Text segment:
══════════════════════════════

I want a D&D session. Especially a Modern one, if it weren't that the d20 Modern core rules are somewhat screwed up and my players prefer fantasy settings. So, I'd stick with a campaign left a good while ago.

--------------------

Concerning the last episode of Avatar:  ANOTHER BLOODY CLIFFHANGER! GITS. I thought this would be the last season, but then again, that would mean tying up all loose ends (which are still abundant). As of now, looks like the fourth book will tell us a few mysteries about the airbenders. With any hope, Aang will probably learn a branch of airbending: Firebending has electric-bending, waterbending has healing and body-bending, earthbending has sandbending (technically) and metalbending... It'd suck for Aang if, being the last Airbender alive, didn't take a prestige class in... like... gravity bending. That would be awesome.

══════════════════════════════

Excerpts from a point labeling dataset
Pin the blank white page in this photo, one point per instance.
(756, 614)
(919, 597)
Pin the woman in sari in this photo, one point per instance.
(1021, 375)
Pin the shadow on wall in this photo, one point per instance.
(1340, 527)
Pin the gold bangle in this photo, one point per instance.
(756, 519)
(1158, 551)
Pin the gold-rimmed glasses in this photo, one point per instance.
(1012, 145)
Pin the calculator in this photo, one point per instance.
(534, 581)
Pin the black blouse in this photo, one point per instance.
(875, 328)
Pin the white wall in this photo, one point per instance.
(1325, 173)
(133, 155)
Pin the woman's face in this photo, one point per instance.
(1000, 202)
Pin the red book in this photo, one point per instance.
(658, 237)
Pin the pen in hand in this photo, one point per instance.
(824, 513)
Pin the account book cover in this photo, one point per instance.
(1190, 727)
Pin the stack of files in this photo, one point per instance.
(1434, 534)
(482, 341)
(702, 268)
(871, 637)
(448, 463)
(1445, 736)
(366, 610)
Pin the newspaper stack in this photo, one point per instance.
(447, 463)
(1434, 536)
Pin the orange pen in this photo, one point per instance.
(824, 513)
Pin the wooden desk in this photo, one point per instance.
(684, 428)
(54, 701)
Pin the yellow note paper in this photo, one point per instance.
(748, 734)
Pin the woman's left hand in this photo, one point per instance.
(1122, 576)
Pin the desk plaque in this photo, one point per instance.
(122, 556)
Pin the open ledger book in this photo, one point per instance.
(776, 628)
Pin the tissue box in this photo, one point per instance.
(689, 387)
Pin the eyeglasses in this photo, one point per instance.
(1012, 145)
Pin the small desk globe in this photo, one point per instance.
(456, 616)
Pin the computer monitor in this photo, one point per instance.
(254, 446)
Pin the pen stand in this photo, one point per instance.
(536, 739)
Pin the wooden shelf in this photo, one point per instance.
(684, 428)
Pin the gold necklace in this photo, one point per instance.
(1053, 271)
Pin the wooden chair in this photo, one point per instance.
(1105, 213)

══════════════════════════════

Problems:
a) From the post about D&D and Avatar, list each bending branch it says firebending, waterbending, or earthbending has.
b) Continue the post about D&D and Avatar from its last sentence.

Responses by task:
a)
- electric-bending
- healing
- body-bending
- sandbending
- metalbending

b)
As much as Azula is such a sadist psychotic bitch that nearly killed Iroh, I have to admit she's a fucking strategic genius. Even though using Zuki to taunt Zokka was a bit too much. Still, I'm wondering why couldn't he and the others plan ahead knowing that the Fire Lord would hide rather than allowing himself to be stabbed by the Avatar while on the Day of Black Sun.

There was no Ty Lee. T_T I expected she and her friend would have been most useful during the battle, being kickass non-benders, but then again, the battle would have been shorter and uneven.

--------------------

"I am a four-hundred-foot-tall purple platypus bear with pink horns and silver wings."
"... Okay, you're good, I admit it."

» When someone tells you "get a life," you most probably should NOT want to comply.
Livejournal sends me no warnings to my hotmail account. What the hell? At first, when I used the Chief, it told me everything, but now it's all cold pickles between both of them now I have to check LJ itself to see if there are new messages. I read about a problem like that once, but it's getting annoying.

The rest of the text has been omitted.